(Collected data)
• • •

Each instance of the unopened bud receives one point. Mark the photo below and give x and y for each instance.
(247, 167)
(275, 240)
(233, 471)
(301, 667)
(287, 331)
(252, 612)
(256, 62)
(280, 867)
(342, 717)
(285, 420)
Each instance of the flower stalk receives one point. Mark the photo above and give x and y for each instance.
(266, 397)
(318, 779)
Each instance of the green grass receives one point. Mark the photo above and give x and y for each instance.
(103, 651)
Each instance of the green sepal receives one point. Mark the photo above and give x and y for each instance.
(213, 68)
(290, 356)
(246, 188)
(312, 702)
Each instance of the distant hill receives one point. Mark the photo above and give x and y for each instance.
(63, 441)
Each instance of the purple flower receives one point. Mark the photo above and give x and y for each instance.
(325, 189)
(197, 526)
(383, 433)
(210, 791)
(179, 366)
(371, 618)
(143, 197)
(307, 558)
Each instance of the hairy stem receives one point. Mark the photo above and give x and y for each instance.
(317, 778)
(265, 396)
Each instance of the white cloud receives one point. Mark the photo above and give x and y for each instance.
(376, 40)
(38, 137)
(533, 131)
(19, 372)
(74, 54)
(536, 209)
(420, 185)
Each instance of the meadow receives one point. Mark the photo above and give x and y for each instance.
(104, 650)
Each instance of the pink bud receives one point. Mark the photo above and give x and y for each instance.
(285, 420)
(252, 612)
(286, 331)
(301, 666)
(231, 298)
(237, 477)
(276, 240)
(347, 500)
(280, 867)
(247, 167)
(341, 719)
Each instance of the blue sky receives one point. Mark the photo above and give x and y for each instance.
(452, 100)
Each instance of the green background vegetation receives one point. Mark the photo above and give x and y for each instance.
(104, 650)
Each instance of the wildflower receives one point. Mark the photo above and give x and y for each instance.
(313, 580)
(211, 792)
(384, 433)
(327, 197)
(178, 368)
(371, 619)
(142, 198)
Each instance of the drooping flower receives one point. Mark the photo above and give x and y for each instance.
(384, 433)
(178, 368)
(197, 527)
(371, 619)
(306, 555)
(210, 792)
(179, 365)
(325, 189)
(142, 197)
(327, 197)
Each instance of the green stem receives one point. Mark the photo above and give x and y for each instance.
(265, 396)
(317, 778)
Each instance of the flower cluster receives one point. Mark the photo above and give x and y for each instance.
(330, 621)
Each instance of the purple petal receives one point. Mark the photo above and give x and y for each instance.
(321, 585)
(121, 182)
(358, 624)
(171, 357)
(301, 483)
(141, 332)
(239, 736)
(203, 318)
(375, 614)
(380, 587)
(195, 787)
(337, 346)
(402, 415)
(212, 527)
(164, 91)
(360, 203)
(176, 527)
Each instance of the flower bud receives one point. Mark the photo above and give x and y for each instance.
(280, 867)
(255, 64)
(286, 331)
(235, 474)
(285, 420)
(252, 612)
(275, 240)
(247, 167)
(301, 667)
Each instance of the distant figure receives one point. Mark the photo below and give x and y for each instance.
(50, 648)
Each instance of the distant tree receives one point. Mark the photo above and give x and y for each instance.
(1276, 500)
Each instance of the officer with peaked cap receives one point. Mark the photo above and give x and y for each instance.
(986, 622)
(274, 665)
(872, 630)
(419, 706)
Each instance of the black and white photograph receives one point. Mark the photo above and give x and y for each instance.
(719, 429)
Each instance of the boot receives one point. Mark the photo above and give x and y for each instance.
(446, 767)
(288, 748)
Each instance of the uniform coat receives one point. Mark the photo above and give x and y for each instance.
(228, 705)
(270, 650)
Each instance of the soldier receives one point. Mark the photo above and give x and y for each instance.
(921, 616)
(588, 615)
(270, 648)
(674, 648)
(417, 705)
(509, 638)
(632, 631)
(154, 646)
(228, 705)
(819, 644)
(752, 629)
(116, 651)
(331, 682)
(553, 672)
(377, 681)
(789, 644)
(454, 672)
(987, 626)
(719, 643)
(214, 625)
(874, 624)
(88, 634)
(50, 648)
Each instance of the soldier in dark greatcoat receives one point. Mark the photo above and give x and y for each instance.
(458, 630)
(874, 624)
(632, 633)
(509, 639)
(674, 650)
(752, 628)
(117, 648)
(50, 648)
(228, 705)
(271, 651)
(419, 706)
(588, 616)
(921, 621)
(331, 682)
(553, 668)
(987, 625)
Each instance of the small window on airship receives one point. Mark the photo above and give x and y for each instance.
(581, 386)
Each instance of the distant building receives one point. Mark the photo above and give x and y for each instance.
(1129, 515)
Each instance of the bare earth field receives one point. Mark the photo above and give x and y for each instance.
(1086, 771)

• • •

Write out exactly the final stretch of the records: the line containing "Each instance of the distant building" and every line after it, through the last, and nothing else.

* THE COMPLETED TASK:
Each instance of the distant building receives one point. Mark the photo above and give x and y for each instance.
(1129, 515)
Each instance of the bare earth field receives one point. Mark the photo above and give x and y for each instance.
(1086, 771)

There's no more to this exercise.